__Task__: Collect every line of the listing below that contains the word "reflection", copying each one in full. Case counts.

__Stored rows__:

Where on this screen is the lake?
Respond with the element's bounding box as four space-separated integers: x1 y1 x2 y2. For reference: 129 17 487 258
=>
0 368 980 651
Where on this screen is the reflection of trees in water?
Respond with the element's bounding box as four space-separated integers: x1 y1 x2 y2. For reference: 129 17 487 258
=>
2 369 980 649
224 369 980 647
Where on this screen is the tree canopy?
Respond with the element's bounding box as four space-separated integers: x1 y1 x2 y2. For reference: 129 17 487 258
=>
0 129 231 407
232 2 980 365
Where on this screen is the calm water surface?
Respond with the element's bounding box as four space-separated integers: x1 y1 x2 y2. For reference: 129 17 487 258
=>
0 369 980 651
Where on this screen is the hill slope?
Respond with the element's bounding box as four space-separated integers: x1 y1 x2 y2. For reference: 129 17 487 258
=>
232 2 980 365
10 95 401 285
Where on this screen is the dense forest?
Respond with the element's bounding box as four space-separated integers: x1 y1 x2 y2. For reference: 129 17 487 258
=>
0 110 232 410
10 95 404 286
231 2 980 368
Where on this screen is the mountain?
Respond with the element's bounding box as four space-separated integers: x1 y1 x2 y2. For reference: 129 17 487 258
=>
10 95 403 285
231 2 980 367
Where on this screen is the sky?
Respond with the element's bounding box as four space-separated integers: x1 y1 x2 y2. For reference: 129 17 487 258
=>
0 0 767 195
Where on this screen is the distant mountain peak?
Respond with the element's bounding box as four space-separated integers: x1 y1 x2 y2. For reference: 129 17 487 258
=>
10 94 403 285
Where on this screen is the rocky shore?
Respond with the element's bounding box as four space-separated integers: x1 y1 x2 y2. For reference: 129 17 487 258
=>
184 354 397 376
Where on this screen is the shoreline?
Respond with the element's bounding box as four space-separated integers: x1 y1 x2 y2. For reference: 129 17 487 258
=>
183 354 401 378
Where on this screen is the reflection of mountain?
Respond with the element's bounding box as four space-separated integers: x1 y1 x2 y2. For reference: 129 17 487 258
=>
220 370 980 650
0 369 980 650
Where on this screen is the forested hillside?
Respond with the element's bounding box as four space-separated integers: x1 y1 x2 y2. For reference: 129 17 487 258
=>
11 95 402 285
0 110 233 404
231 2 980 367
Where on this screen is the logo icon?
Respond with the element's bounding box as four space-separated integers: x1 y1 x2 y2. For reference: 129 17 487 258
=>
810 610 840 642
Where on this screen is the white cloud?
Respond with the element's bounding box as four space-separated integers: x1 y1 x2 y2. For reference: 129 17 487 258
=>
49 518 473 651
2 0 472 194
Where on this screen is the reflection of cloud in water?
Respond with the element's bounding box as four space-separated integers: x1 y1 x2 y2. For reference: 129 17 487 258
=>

__Full output__:
Where on this screen is the reflection of trees in water?
Where on this screen is the reflection of mountain?
Where on this screen is the reflection of cloud in water?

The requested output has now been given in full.